[Stored records]
_ _ _ _

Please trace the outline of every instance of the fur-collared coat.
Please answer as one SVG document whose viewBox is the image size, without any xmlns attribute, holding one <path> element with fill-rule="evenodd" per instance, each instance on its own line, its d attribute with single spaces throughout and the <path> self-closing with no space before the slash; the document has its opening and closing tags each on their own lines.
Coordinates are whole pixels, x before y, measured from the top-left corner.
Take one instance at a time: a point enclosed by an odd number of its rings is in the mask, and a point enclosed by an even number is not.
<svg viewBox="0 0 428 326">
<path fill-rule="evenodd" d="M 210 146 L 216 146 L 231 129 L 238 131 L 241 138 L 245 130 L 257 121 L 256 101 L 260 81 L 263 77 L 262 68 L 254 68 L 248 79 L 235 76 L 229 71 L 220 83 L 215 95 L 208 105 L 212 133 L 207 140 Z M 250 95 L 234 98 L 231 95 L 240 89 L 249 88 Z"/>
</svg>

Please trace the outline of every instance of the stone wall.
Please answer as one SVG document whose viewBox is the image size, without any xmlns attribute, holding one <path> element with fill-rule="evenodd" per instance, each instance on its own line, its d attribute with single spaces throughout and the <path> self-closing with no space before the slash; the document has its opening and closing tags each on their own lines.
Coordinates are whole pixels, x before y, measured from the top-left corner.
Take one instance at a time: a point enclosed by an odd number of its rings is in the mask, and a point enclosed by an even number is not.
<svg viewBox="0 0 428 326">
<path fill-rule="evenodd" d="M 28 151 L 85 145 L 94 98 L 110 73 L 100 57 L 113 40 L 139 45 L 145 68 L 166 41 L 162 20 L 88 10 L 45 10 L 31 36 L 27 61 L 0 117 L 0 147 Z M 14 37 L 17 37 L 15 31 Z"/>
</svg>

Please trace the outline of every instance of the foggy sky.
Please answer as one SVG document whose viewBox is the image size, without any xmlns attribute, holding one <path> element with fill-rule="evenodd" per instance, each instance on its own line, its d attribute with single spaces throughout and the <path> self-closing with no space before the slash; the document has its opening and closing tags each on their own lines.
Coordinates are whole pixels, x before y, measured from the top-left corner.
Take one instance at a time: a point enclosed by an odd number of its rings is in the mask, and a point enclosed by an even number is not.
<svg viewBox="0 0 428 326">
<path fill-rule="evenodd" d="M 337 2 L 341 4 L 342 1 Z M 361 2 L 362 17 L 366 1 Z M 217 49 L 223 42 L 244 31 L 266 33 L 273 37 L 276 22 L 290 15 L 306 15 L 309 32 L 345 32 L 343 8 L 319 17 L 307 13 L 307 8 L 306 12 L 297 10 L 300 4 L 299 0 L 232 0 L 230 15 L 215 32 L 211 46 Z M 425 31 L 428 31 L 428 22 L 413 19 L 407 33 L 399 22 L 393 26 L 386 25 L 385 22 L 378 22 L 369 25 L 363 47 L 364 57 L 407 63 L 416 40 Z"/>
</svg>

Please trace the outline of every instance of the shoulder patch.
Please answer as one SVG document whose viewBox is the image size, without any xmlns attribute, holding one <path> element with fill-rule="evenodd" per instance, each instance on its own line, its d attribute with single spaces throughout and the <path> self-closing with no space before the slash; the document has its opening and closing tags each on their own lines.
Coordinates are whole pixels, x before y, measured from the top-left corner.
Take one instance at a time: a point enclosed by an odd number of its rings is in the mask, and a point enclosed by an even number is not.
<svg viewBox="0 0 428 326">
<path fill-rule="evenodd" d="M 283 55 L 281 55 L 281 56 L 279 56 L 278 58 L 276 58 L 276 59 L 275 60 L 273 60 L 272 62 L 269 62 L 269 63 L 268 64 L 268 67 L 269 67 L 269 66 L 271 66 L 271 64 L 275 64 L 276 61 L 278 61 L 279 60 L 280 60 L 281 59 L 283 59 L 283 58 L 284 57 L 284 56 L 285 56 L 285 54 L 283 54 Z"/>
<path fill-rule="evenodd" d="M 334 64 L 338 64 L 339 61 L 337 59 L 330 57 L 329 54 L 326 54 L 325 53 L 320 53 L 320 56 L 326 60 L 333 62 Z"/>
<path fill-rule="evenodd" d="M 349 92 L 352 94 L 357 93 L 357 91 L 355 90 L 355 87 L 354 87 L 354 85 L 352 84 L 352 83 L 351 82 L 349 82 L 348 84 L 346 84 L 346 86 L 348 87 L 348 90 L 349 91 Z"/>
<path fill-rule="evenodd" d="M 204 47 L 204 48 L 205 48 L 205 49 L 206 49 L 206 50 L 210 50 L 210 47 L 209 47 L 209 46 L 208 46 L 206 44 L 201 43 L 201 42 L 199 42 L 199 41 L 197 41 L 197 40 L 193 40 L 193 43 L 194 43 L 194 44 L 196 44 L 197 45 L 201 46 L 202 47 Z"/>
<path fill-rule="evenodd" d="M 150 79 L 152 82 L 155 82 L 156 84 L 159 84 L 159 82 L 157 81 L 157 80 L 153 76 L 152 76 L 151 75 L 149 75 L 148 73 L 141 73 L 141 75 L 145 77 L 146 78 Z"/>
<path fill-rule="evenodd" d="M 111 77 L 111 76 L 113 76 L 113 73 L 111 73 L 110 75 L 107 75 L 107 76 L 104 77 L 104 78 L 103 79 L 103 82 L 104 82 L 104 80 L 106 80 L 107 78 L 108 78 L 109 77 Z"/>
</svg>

_ _ _ _

▸ Exercise brief
Filter the data down to the lines that contain the string "every", copying each such line. Matching is case-sensitive.

▸ Output for this task
Please trace the outline of every instance of the fur-collared coat.
Please trace the outline of every instance of the stone wall.
Please trace the outline of every instance of the foggy sky.
Please trace the outline of every instance of the shoulder patch.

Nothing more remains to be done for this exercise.